Start of Exercise passage
I have been on these boards for a while. I attend 2 Alanon meetings per week with a step study group on Sunday and I have a sponsor.
The majority of the fellas in my men's Alanon recovery group are double winners with some powerful sobriety and wisdom under their belts.

Here's what I know.
The only conscious decision my wife made was taking that first drink. 2 months later, she couldn't stand and was falling up the stairs...I know alcoholics who can do it faster but that's not my business. This view is a bit different than some other posts here but my thoughts come from what Bill says and the stories in the Big Book, which I study.

Anyway, that's all it took and I used to beat myself silly trying to figure out how in the world someone can do the things she did. All it took was 1 drink from her and 2 months later, I couldn't think straight and fell down a hole that nobody could see. She kept drinkin. I kept spinning cycles about her drinking. I tried to make it rational. For me to keep thinking the same way about her and try to figure out why she couldn't just make a better conscious choice was driving me closer and closer to my own death. I don't say that lightly. It's the same hole that brought me to this forum, got me to Alanon and got me to mind myself.

All that said, I'm not going down the path of defining the word disease, just like I'm not going down the path of defining God. Hell, my study leader is a double winner and a Doctor. He calls it an Allergy. What am I? A codie? Addicted to my Addict? Insane? There's so many ways other people could define me. My mother in law said I was crazy. I hated her for it but guess what? She's right.

Learning that my wife has a disease, an Allergy, a Gene an Addiction helped me separate the drunk behaviors from the wife I love. That aided in detachment which created more space in my mind to focus on myself. That's all it is to me.

My RAW attends AA, has a sponsor and works her own program. I'm going to let her define what Alcoholism is for herself. I'm not a doctor. I'm not an Alcoholic. I'm not God. How rational was my own choice to try and define for her, what her problem is? I tried to do that for her so many times that she's probably still pissed at me for robbing her of her own dignity to figure it out herself. How cruel of me! Guess what? I wasn't doing it only to her. I realized that my own behavior could be applied to most areas of my life. I'm fixing my overbearing type A control freak behavior. That is how I go from focusing on defining her Disease to working on myself. How's that for 4th stepping it? Wait? Did I just 5th step? I'm here because of her but I'm taking responsibility for my own actions. Believe me when I say, I feel real good for doing that just now. That's growth. That's serenity.

Speaking of that, I know that I have a ton of resentments to work through and do inventory on. The more work I put into myself the more those resentments start to fade. I begin to think less about why my wife did those bad things. I focus less on how her behavior used to baffle and upset me. I'm learning how to let that noise go and for me. Life is so much better when I work on figuring out my own problems.
End of Exercise passage
Start of Supplied data
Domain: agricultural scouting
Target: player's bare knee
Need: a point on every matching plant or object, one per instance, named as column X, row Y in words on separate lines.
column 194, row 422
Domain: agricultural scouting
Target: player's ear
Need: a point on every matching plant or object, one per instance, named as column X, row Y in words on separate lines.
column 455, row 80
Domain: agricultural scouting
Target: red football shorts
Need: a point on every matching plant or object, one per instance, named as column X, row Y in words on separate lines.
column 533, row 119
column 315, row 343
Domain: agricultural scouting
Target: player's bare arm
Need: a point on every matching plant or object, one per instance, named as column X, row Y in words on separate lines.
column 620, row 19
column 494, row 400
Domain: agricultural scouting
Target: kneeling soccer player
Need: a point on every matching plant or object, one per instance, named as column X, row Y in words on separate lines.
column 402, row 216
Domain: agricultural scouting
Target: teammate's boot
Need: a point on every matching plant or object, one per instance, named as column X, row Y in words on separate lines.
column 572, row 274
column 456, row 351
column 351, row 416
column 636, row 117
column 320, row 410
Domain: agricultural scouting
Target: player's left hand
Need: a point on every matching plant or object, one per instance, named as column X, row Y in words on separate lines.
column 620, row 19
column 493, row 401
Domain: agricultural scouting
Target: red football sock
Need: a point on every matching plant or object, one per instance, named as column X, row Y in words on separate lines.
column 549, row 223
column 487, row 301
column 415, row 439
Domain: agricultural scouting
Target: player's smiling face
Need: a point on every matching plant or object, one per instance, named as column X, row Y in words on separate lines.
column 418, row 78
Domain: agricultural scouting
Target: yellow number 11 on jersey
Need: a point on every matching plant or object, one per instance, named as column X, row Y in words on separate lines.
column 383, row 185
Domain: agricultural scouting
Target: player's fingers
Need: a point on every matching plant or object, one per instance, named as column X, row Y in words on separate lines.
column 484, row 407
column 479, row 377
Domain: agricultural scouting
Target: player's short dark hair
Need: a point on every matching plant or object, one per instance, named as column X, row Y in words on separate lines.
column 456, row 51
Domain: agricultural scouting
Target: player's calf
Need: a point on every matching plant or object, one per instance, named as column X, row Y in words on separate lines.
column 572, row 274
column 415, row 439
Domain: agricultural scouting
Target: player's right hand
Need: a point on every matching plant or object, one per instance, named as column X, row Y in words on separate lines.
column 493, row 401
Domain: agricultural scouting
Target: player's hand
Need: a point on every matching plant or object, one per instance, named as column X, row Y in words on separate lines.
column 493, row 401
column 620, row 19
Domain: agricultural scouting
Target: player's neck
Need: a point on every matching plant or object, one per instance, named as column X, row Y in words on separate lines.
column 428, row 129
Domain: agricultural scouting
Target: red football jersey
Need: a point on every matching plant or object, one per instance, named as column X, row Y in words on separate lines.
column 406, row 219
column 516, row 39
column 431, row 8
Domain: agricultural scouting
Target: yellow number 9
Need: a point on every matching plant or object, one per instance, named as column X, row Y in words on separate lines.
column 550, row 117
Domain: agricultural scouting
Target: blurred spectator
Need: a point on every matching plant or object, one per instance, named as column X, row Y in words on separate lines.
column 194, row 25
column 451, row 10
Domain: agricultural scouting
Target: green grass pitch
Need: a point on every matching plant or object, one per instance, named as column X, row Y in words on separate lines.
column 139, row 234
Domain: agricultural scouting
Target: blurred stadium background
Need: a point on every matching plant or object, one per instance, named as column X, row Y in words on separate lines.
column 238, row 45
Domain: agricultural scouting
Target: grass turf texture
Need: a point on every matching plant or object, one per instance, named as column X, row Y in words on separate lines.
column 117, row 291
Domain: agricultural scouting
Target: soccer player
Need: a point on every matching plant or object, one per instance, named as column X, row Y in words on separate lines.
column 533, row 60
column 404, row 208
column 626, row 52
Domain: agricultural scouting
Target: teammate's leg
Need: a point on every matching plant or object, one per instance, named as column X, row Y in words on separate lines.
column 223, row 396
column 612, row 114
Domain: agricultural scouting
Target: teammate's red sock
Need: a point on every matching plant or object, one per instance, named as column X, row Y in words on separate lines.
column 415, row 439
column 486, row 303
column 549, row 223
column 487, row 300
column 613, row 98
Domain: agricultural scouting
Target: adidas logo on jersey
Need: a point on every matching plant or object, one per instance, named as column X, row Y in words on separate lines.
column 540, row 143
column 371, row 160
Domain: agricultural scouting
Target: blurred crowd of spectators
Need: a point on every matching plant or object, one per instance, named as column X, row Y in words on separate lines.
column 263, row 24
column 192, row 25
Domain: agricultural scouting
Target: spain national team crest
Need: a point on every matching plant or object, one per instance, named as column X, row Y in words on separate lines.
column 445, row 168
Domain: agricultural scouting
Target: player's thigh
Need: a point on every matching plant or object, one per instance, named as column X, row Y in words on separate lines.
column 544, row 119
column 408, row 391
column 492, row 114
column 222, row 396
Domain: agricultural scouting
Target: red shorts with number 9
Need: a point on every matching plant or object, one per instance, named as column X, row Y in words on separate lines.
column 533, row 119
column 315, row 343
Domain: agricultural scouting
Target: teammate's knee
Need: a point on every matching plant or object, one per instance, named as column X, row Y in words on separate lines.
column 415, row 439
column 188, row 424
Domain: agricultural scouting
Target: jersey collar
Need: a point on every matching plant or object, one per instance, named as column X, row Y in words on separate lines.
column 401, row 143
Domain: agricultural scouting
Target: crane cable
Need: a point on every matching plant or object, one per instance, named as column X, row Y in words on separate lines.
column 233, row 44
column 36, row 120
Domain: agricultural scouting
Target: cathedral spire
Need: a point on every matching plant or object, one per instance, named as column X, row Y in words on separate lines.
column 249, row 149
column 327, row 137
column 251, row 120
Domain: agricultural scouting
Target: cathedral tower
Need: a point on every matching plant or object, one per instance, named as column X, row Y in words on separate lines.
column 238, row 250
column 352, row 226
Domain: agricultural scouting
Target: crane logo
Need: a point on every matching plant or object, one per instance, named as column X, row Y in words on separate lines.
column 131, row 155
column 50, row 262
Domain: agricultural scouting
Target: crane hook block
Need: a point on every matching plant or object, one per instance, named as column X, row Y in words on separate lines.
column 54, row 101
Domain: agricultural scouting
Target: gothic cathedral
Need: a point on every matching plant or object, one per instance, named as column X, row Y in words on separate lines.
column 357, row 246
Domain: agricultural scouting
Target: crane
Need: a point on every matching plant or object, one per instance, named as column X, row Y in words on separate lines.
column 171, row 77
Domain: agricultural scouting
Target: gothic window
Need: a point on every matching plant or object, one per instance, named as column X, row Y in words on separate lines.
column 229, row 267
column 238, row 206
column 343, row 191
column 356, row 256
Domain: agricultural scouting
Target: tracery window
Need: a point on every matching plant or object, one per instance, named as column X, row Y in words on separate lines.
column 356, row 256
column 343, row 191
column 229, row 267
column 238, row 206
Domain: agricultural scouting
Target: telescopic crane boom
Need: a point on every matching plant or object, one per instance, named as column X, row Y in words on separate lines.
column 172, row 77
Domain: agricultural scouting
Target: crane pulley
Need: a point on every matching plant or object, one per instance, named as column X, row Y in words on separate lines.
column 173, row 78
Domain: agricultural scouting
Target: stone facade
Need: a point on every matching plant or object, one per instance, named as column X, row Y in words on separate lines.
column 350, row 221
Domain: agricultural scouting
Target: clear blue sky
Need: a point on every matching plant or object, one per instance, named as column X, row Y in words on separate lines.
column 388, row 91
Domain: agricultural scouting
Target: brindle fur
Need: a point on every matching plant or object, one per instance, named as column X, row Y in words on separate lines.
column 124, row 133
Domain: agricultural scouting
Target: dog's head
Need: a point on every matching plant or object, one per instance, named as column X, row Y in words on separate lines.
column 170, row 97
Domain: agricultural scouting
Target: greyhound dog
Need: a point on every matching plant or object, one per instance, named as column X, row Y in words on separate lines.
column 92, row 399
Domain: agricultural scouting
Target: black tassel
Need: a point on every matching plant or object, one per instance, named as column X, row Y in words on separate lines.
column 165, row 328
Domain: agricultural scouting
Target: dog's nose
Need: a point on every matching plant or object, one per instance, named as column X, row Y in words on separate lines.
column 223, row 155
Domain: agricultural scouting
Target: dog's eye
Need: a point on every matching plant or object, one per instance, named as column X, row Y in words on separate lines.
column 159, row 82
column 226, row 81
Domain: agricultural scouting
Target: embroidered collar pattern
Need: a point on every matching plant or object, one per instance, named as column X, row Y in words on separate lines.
End of Supplied data
_Exercise goal:_
Say whether each statement agrees with the Al-Anon post, answering yes or no and quoting the deciding words: (a) The writer goes to two Alanon meetings each week. (b) The writer's mother-in-law called the writer crazy. (c) The writer intends to define alcoholism for the wife.

_Answer space:_
(a) Yes: "I attend 2 Alanon meetings per week"
(b) Yes: "My mother in law said I was crazy."
(c) No: "I'm going to let her define what Alcoholism is for herself."